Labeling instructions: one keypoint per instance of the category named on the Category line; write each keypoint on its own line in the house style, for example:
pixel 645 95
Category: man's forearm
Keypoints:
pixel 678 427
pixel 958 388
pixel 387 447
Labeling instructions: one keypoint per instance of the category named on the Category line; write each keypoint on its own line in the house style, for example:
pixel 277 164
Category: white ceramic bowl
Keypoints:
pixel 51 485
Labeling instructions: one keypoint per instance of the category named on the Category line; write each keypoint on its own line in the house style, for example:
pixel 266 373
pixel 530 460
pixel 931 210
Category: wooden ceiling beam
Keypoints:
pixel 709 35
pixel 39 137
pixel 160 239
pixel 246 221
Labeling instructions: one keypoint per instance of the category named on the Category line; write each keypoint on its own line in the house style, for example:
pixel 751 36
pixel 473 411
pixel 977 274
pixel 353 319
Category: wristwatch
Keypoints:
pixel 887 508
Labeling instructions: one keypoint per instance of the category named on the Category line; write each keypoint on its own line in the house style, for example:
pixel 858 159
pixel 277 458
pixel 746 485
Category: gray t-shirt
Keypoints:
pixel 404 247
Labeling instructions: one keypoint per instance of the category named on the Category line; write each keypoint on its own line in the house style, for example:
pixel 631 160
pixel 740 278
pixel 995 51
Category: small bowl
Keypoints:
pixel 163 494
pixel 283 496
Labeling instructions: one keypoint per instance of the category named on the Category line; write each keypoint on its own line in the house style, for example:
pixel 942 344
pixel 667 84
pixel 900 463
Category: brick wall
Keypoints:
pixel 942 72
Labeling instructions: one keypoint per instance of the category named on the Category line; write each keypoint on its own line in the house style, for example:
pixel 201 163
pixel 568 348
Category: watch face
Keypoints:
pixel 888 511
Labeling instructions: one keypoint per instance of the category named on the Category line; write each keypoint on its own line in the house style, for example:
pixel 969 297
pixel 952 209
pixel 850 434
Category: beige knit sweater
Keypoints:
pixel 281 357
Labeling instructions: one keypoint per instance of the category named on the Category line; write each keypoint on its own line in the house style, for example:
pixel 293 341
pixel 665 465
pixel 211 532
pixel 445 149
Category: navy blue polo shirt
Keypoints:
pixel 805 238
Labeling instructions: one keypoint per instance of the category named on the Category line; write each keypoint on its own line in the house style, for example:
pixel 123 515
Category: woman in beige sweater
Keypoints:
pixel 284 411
# # #
- _What to do_: Please repeat the records word for word, from the start of the records through the line holding "pixel 404 247", inclusive.

- _Response_:
Labeling instructions: one keypoint per instance of the category named on the Category line; write each keypoint on its own line in the house style, for example:
pixel 645 95
Category: man's forearm
Keypoints:
pixel 678 427
pixel 958 388
pixel 387 447
Labeling instructions: one keypoint per instance of the category named on the Category line; write each keypoint on its own line in the house style, for example:
pixel 277 164
Category: white ceramic bowl
Keypoints:
pixel 51 485
Labeling instructions: one keypoint per instance of the category named on the Category line; write each keypoint on its own line in the house style, for example:
pixel 266 373
pixel 530 460
pixel 931 210
Category: wooden ceiling beam
Keypoints:
pixel 709 35
pixel 39 137
pixel 160 239
pixel 246 221
Labeling instructions: one keypoint per instance of the category named on the Category line; write each keypoint on its own line in the house style, for example:
pixel 751 36
pixel 473 411
pixel 977 274
pixel 353 319
Category: wristwatch
Keypoints:
pixel 887 508
Labeling instructions: one keypoint per instance of the category named on the Category line; write each keypoint on its own line in the house style, for example:
pixel 858 159
pixel 277 458
pixel 746 485
Category: gray t-shirt
Keypoints:
pixel 404 247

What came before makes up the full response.